Consignes>
1 > Pour chacune des affirmations suivantes, dites si elle concorde avec la source, en répondant par oui ou non et en citant les mots décisifs du texte.
(a) Avant 1939, le sport espagnol était structuré pour l'essentiel par des associations privées.
(b) La Fédération espagnole de football était dirigée par le général José Moscardo.
(c) Sous le franquisme, l'Espagne a rattrapé son retard en matière d'infrastructures.
2 > Répondez brièvement aux questions suivantes à partir de la source.
(a) Quelle phrase de George Orwell y est citée ?
(b) Dans quelle région le combat faisait-il encore rage pendant que l'armée franquiste réhabilitait les rencontres sportives ?
(c) Quelles années sont indiquées pour la période du franquisme ?

Source>
* * * * * * *

Le football n’est jamais qu’un jeu. Souvent instrumentalisé à des fins économiques, politiques et historiques, le football peut être un outil de propagande efficace. Comme le disait si bien George Orwell : « Le sport c’est la guerre, les fusils en moins ». L’exemple de la guerre civile espagnole (1936-1939) et du franquisme qui s’en suit, illustre incontestablement cette vision du sport. Franco a usé du sport, et notamment du ballon rond, comme d’un instrument de propagande face aux républicains. Il en a fait un outil culturel à la gloire du franquisme. Entre le Real Madrid, l’Atlético ou encore la Roja, de nombreuses institutions partagent leur passé avec cet héritage douloureux.
Le sport est pour Franco l’un des moyens les plus efficaces pour faire oublier les affres de la guerre. Là où l’armée franquiste a gagné, elle réhabilite rapidement les rencontres sportives, signifiant ainsi le retour à l’ordre, alors que le combat fait encore rage sur le front, comme en Galice. L’idée est alors de rendre plus discret le changement de régime. Le sport, notamment le football très populaire à cette époque, est réduit à un outil de divertissement pour dépolitiser le peuple espagnol, alors qu’un régime militaire, par définition autoritaire, s’installe.
LIRE AUSSI – Salvador Artigas : l’engagement à cœur, jusque dans sa conception du jeu
Tout comme le sport en général, le football permet également à Franco de récompenser ses plus proches fidèles en les installant à des postes stratégiques, dans les plus grandes instances sportives. En effet, il convient de rappeler que le sport est essentiellement, voire uniquement, structuré par des associations privées, avant 1939. Les putschistes, bien conscients de l’importance politique du sport, décident alors de créer de nouvelles instances sportives, qui seront aux mains de la dictature franquiste. Ainsi, ont été créés le Comité olympique espagnol, présidé à ses débuts par le général José Moscardo, et la Fédération espagnole de football, dirigée par le commandant franquiste Julian Troncoso. Ces deux exemples démontrent clairement la militarisation du sport espagnol désiré par Franco et plus particulièrement du football, en raison de sa grande popularité. Cela augurait la nouvelle matrice de l’organisation du sport en Espagne après la guerre.
Au fur et à mesure, le franquisme a déployé son contrôle sur le sport espagnol en le faisant évoluer d’un modèle d’association privée à celui d’un contrôle étatique orienté à des fins propagandistes. S’il paraît difficile de comparer la politique sportive de Franco avec celles de Mussolini et d’Hitler, tant la situation économique de l’Espagne était moins propice à cet effet que les deux autres, il reste que les intentions de Franco n’en étaient pas moins comparables avec celles des deux autres dictateurs. L’Espagne n’est pas parvenue lors du franquisme (1939-1977) à obtenir de grands résultats sportifs, ni même à rattraper son retard infrastructurel. Pour autant, de véritables politiques institutionnelles ont été mises en place, pour faire du sport un outil de propagande intérieure et internationale du franquisme.

* * * * * * *

Données présentées>

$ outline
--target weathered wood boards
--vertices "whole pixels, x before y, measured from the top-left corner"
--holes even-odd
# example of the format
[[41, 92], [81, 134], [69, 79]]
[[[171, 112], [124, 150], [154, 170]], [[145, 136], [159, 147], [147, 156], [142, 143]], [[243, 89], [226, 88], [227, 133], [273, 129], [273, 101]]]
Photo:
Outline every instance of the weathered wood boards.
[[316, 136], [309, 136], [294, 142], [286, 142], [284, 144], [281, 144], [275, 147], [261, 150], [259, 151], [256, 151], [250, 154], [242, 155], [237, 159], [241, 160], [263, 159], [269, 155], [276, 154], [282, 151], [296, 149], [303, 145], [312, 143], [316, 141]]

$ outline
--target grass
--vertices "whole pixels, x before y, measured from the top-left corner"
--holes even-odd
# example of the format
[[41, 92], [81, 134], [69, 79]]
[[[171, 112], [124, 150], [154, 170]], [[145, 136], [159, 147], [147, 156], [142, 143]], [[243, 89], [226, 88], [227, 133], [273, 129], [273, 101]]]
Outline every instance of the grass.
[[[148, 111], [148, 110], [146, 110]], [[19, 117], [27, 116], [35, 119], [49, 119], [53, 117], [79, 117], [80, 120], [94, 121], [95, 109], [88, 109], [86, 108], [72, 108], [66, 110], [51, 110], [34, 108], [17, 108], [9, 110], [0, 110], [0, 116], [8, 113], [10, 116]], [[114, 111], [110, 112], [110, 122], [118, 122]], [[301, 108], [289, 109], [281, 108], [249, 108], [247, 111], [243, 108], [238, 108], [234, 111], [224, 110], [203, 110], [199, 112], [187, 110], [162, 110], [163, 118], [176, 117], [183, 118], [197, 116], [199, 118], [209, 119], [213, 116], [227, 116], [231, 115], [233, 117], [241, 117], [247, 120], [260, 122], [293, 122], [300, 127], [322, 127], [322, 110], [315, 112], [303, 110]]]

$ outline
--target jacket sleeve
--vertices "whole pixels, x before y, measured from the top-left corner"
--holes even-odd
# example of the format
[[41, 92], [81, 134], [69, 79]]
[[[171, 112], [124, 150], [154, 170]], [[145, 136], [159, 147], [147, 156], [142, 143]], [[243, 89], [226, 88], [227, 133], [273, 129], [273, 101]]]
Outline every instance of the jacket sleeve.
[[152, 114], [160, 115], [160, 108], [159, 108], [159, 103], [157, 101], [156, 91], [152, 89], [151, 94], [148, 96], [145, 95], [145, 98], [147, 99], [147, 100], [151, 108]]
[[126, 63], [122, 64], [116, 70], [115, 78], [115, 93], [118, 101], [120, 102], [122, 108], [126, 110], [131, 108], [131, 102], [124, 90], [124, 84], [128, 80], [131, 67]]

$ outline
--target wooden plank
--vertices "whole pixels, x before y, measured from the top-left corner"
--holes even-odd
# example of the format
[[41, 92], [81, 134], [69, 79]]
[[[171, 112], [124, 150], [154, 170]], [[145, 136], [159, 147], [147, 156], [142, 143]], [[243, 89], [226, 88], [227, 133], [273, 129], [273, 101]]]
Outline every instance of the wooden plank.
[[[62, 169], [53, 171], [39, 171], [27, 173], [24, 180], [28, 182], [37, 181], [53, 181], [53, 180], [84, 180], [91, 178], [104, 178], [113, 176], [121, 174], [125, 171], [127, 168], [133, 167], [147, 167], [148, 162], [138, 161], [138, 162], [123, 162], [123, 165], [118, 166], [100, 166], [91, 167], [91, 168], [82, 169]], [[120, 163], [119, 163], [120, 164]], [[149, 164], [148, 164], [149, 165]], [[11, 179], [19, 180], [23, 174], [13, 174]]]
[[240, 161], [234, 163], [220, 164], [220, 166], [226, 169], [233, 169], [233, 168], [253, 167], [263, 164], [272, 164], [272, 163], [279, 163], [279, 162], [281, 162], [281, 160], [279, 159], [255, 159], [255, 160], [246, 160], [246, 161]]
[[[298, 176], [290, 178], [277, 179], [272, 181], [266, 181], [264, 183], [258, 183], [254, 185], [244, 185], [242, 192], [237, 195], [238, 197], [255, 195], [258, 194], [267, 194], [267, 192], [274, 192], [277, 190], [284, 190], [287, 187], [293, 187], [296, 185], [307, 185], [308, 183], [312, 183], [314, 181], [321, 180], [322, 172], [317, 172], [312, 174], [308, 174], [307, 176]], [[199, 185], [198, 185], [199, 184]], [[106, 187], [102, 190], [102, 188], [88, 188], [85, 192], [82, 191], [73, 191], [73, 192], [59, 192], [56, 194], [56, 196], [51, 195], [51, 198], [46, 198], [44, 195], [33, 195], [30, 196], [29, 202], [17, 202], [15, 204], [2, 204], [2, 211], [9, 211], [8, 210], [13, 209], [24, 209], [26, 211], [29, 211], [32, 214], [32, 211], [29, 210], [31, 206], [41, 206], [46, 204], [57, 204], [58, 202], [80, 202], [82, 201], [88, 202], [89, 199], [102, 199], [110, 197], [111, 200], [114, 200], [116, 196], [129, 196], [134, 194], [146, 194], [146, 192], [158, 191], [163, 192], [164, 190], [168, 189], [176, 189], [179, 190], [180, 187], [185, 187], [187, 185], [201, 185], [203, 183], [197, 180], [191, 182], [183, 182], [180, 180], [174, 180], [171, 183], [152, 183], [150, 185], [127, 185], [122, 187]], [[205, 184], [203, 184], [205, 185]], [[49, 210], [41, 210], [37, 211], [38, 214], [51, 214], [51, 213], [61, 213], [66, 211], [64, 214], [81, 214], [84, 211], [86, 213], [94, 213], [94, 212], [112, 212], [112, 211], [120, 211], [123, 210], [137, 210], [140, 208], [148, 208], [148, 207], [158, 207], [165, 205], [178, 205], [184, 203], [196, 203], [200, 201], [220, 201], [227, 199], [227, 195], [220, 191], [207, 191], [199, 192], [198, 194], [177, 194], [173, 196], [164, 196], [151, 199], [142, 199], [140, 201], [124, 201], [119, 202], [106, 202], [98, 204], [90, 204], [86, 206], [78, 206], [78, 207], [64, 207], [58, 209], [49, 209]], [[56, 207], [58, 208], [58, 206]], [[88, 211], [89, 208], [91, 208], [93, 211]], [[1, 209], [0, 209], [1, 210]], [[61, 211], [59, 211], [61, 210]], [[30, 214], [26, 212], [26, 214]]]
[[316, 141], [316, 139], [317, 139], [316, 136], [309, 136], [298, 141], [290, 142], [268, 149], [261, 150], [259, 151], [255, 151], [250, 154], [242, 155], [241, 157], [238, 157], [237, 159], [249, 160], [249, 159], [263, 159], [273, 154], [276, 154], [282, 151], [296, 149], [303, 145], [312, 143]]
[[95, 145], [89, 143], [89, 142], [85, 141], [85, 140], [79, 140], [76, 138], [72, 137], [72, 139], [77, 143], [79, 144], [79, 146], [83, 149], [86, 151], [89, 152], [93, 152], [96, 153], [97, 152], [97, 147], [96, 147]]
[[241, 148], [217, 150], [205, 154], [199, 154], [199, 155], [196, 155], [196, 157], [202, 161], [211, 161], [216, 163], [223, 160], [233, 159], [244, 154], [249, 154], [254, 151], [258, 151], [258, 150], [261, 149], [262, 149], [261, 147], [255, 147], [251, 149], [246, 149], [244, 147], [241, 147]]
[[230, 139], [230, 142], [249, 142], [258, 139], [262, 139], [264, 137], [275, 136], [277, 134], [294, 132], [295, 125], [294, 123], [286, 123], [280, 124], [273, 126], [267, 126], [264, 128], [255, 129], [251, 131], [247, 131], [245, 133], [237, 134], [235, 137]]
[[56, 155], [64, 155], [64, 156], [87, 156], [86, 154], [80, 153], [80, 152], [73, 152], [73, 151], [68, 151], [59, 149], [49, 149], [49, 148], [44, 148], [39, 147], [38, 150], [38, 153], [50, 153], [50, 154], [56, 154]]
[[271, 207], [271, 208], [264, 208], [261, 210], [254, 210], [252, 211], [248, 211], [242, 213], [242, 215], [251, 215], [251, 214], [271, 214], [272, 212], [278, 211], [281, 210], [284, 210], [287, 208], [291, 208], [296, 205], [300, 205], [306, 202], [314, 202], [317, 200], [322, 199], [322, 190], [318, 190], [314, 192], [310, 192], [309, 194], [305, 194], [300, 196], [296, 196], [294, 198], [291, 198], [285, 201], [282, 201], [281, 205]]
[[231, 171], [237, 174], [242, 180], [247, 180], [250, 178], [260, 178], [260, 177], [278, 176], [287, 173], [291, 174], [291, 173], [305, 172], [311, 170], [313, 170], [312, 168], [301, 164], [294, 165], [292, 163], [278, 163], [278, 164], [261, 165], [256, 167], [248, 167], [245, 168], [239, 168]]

* * * * * * *

Réponses>
1 >
(a) Oui : « le sport est essentiellement, voire uniquement, structuré par des associations privées, avant 1939 ».
(b) Non : « la Fédération espagnole de football, dirigée par le commandant franquiste Julian Troncoso ».
(c) Non : « L’Espagne n’est pas parvenue lors du franquisme (1939-1977) à obtenir de grands résultats sportifs, ni même à rattraper son retard infrastructurel. »

2 >
(a) « Le sport c’est la guerre, les fusils en moins ».
(b) En Galice.
(c) 1939-1977.